Provided passage:
Abstract

Background: Mechanical properties of coronary arteries (CA) hold clues to vascular health and viability. Traditionally assessed with intracoronary imaging, we present an angiography-based system to assess CA vasomotion using automatic vessel segmentation and spatio-temporal tracking. Elastic moduli computed from dynamic CA calibers are compared between non-KD patients (CTL), KD patients with no CA aneurysms (KDAN-), and those with aneurysms (KDAN+). Methods: Proximal CA angiograms are automatically segmented and tracked over a cardiac cycle. CA centerline is extracted and the mean caliber is computed from diameters along its length. The resulting caliber variation reflects the CA vasomotion (Figure 1a). We then calculated the Vasomotion Standard Deviation (VSD) and CA recoil with the mean constriction velocity (MCV). Finally, Elastic Pressure moduli were computed using trans-myocardium pressure gradients. Results: We analyzed 51 left CA segments from 23 patients (5 CTL, 5 KDAN-, 13 KDAN+). Data are mean ± SD normalized pixels (npx). VSD was significantly reduced ( p <0.01) in KDAN+ (0.25±0.05) and KDAN- (0.27±0.04) vs CTL (0.38±0.07 npx). Coronary recoil was significantly reduced (p<0.05) in KDAN+ vs CTL, with MCV 3.50±0.67 vs 4.59±1.94 npx/sec. Pressure-dependent stiffness characteristics were equally atypical (Figure 1b). Conclusion: The proposed angiography-based stiffness assessment system shows abnormal CA vascular physiology in our cohort of KD patients. These results concur with previous invasive studies. The potential usability of this system for vascular health assessment could be applied to previously recorded CA angiograms for risk stratification.

Saved entries:
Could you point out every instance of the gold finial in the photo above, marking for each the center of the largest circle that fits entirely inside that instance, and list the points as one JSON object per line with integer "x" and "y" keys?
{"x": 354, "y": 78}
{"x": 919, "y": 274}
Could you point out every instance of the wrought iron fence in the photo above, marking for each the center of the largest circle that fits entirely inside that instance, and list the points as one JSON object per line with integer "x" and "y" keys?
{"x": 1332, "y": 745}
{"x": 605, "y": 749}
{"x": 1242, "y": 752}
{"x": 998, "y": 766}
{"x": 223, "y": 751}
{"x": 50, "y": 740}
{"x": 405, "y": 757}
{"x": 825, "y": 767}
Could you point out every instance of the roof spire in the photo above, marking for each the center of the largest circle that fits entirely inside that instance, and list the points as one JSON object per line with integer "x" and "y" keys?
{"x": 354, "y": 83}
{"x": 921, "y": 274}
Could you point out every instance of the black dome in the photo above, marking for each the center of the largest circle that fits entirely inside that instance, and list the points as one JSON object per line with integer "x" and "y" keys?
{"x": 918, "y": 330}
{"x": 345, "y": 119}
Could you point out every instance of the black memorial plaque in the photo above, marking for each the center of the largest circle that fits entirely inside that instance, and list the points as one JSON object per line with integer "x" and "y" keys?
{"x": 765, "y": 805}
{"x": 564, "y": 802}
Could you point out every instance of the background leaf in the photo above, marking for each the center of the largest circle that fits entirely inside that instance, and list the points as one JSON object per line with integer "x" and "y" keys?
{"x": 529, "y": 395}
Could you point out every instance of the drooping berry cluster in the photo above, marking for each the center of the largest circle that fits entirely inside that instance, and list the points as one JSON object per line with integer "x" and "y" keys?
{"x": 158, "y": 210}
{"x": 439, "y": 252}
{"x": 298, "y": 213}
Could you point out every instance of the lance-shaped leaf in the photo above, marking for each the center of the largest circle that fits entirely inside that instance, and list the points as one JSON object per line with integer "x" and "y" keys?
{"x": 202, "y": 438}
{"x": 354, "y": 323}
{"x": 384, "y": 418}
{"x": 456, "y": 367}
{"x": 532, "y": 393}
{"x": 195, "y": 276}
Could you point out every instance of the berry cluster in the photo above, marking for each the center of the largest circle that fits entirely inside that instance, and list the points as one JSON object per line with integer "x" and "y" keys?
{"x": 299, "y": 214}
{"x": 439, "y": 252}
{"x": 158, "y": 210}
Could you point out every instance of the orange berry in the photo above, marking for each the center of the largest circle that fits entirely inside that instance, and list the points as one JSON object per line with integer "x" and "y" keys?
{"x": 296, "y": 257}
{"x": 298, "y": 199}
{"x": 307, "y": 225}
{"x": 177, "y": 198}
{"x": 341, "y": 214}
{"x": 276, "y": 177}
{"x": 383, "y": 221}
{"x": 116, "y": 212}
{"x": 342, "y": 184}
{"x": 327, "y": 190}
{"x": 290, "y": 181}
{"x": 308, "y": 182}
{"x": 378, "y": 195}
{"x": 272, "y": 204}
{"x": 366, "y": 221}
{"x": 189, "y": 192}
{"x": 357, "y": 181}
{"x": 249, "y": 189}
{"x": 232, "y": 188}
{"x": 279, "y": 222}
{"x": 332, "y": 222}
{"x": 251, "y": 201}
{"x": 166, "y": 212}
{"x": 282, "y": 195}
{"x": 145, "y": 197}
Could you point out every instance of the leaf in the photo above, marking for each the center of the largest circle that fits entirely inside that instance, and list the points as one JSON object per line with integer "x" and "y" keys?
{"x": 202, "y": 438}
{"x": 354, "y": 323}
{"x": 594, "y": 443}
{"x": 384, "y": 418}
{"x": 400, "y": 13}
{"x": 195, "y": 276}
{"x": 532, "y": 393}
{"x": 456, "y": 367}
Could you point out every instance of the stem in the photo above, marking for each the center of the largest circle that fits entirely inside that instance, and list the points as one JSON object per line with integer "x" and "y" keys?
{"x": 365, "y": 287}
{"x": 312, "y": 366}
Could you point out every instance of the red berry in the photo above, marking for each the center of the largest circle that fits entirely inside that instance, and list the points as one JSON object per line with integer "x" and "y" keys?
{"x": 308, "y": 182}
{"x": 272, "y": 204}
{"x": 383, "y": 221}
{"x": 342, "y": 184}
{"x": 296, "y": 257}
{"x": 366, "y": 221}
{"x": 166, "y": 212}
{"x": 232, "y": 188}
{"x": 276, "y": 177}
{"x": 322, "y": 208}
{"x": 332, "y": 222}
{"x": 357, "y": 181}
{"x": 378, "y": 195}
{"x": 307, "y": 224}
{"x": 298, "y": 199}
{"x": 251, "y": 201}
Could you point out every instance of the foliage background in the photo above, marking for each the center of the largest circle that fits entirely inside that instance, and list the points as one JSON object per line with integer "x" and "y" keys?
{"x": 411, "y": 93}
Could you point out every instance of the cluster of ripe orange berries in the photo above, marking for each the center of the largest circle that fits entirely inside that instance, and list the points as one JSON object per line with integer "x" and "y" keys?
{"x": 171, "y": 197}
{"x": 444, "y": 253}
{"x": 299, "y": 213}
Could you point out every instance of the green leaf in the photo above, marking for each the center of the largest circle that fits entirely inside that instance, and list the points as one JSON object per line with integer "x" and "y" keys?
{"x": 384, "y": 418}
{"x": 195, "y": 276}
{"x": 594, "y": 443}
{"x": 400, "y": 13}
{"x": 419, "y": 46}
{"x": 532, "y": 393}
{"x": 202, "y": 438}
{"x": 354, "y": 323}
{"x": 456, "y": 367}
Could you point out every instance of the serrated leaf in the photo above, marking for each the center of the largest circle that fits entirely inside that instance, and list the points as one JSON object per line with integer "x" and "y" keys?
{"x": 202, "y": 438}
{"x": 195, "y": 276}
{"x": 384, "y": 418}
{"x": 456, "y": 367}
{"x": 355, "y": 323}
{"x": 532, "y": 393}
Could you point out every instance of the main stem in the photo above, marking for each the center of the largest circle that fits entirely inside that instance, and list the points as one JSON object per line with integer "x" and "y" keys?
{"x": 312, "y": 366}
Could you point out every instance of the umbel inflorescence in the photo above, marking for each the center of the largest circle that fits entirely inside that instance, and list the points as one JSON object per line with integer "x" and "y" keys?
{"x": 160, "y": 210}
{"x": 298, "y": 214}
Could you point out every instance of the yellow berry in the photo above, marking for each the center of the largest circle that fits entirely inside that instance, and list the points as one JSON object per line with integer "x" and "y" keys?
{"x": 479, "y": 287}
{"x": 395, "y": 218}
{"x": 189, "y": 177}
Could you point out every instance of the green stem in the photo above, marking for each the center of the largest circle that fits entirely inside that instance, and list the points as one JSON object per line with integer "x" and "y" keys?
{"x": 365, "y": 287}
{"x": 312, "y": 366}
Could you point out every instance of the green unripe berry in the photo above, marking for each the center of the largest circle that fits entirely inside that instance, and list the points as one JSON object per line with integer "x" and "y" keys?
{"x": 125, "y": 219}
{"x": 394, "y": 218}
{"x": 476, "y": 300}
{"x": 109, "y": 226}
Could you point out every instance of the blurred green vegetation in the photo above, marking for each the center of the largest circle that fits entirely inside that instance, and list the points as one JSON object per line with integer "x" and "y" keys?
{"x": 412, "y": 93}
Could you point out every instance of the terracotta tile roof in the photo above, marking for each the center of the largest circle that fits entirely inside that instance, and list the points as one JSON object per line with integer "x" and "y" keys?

Exercise requirements:
From the abstract on coronary artery stiffness, list each patient group that was compared, giving its abbreviation and the number of patients analyzed in it.

Completed task:
- Non-KD patients (CTL): 5 patients
- KD patients with no CA aneurysms (KDAN-): 5 patients
- KD patients with aneurysms (KDAN+): 13 patients